* _What is being asked_
Copy every entry exactly.
◆ ◆ ◆ ◆
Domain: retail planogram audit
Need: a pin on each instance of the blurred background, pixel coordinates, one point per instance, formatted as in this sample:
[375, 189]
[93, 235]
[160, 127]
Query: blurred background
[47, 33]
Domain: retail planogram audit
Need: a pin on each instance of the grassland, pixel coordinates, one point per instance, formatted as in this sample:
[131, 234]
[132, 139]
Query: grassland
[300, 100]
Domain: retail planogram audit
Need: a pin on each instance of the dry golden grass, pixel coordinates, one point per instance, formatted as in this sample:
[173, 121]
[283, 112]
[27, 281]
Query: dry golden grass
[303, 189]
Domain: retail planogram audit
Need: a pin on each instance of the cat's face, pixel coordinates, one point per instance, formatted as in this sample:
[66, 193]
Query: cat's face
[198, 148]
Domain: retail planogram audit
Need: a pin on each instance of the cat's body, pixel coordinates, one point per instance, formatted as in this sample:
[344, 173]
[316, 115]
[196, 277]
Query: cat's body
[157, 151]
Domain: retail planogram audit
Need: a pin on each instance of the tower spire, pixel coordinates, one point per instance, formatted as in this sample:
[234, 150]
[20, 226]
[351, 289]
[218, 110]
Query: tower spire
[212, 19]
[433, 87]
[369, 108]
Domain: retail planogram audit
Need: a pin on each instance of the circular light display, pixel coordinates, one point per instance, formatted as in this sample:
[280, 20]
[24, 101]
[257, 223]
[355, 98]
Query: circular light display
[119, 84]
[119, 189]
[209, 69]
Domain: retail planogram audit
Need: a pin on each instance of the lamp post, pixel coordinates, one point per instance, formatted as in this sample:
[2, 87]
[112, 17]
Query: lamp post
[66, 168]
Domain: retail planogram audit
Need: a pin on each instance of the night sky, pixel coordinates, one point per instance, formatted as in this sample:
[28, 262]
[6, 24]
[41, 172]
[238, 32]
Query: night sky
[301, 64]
◆ ◆ ◆ ◆
* _Output of the exercise_
Domain: retail planogram audit
Need: a pin on each instance of the blurred background, pixel coordinates, one point per instance, formatted as in this sample:
[375, 189]
[93, 235]
[160, 127]
Query: blurred background
[47, 33]
Domain: retail planogram audit
Need: a pin on each instance of the grassland, pixel coordinates, one point per instance, formatted as in this sample:
[131, 234]
[132, 139]
Query: grassland
[300, 100]
Domain: retail planogram audit
Need: a pin on each instance of the dry golden grass, pixel coordinates, one point per instance, formatted as in this sample:
[173, 121]
[283, 112]
[27, 281]
Query: dry golden grass
[303, 189]
Domain: retail planogram audit
Need: a pin on each instance of the cat's face, pixel coordinates, one point per instance, formatted as in this sample:
[66, 193]
Query: cat's face
[198, 148]
Domain: retail planogram audit
Need: a pin on each instance of the cat's body, pixel coordinates, one point per instance, formatted as in this sample:
[344, 173]
[316, 115]
[196, 277]
Query: cat's body
[157, 151]
Domain: retail planogram audit
Need: a pin on each instance of the tower spire, pixel coordinates, one point per instance, formatted as in this sample:
[234, 150]
[20, 226]
[351, 289]
[218, 110]
Query: tower spire
[212, 19]
[433, 87]
[369, 108]
Domain: retail planogram audit
Need: a pin on each instance of the circular light display, pixel coordinates, one point per instance, formatted as in this sample:
[280, 20]
[24, 101]
[257, 223]
[355, 98]
Query: circular light display
[119, 84]
[119, 189]
[209, 69]
Domain: retail planogram audit
Need: a pin on each instance of the lamp post, pixel coordinates, one point per instance, formatted as in this sample:
[2, 87]
[112, 17]
Query: lamp post
[66, 168]
Domain: retail planogram audit
Need: a pin on each instance of the night sky, pixel coordinates, one point per instance, formatted as in this sample:
[28, 262]
[6, 24]
[41, 172]
[238, 32]
Query: night sky
[301, 64]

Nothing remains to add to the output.